Copy out every one of the following entries word for word, in the same order.

____ Input material

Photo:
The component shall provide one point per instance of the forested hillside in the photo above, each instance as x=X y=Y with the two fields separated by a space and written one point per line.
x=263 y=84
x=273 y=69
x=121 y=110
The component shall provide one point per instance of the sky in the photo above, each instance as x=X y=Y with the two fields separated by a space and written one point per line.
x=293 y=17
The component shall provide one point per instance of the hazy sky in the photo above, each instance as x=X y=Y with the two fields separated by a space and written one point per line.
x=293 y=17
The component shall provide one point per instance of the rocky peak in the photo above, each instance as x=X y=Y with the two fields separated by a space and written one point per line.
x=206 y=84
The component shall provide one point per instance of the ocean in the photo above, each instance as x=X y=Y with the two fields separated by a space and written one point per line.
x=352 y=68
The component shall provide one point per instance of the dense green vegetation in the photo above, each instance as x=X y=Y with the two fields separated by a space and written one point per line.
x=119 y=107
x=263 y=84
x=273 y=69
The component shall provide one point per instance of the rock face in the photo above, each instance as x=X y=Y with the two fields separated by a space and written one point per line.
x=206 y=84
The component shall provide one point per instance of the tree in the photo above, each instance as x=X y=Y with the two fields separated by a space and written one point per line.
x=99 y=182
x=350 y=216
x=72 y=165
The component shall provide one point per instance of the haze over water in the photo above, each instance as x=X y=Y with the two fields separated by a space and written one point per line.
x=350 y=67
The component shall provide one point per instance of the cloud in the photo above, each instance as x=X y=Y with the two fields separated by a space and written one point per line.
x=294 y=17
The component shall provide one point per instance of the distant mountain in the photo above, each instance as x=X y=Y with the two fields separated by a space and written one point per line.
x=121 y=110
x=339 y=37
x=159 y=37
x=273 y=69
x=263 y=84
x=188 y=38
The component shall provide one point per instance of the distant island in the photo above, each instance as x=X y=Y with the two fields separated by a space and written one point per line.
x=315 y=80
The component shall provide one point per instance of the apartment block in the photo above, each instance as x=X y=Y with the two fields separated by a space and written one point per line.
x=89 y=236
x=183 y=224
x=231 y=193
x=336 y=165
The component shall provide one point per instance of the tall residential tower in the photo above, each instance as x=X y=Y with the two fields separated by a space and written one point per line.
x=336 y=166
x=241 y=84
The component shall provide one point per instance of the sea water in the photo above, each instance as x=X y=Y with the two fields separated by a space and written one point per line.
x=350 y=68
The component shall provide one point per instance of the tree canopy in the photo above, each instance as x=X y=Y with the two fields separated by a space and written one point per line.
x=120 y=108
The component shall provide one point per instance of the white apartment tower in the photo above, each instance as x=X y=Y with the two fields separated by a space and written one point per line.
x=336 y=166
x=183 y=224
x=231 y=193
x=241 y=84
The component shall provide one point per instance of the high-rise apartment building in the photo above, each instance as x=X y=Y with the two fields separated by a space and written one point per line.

________

:: Expected answer ::
Photo:
The component shall provide one point per instance of the forested hillside in the photo above, each instance as x=X y=Y with the two fields separated by a space and written one point per line.
x=263 y=84
x=273 y=69
x=121 y=110
The component shall provide one point per instance of the sky in the photo above, each instance as x=X y=Y with the two fields separated by a space and written one point per line.
x=293 y=17
The component shall provide one point per instance of the hazy sky in the photo above, each instance as x=X y=Y with the two fields separated by a space and written one point per line.
x=293 y=17
The component shall provide one point per instance of the rocky peak in the photo above, each instance as x=X y=Y with the two fields separated by a space and written one point per line.
x=206 y=84
The component shall provide one point per instance of the ocean in the photo above, each instance as x=X y=Y with the two fields separated by a space and written one point per line.
x=352 y=68
The component shall provide one point per instance of the dense green vegetation in the photo above, each instance as x=X y=Y with the two fields separated by a space and written one point per line.
x=119 y=107
x=263 y=84
x=273 y=69
The component shall provide one point per instance of the rock face in the photo above, each instance as x=X y=Y with the two fields separated by a space and written one point per line.
x=206 y=84
The component shall provide one point per instance of the tree in the photo above, each instance as x=X y=Y with the two fields separated by a space and written one point per line.
x=99 y=182
x=350 y=216
x=72 y=165
The component shall provide one point per instance of the haze over water in the photo above, each instance as x=X y=Y with the two fields separated by a space and written one point per line.
x=350 y=67
The component shall provide one point per instance of the cloud in the photo above, each instance as x=X y=Y with the two fields separated by a space and written one point per line.
x=294 y=17
The component shall provide one point per instance of the distant mountain in the photo above, each instance as x=X y=Y with the two fields separated by a space and written one point per line.
x=121 y=110
x=339 y=37
x=159 y=37
x=273 y=69
x=263 y=84
x=188 y=38
The component shall provide one point per instance of the distant island in the photo above, each instance as x=X y=Y with the two fields separated by a space and written one point per line.
x=315 y=80
The component shall provide one point per instance of the apartment block in the photo above, each instance as x=X y=Y with the two fields separated by a space and written one point per line.
x=89 y=236
x=183 y=224
x=231 y=193
x=336 y=165
The component shall provide one point per instance of the tall residential tower in the photo above, each instance as x=X y=Y with the two fields separated by a space and written one point per line.
x=336 y=166
x=241 y=84
The component shall provide one point per instance of the sea water in the photo above, each instance as x=X y=Y with the two fields separated by a space and written one point per line.
x=350 y=68
The component shall provide one point per instance of the tree canopy in the photo above, each instance as x=X y=Y with the two fields separated by a space and written one point per line.
x=120 y=108
The component shall provide one point per instance of the white apartment tower in the photo above, each instance as x=X y=Y with the two fields separated by a space and written one point per line.
x=336 y=166
x=183 y=224
x=231 y=193
x=241 y=84
The component shall provide one point per instance of the high-rise apartment building in the photo above, each instance as x=X y=Y with the two fields separated by a space and written one point per line.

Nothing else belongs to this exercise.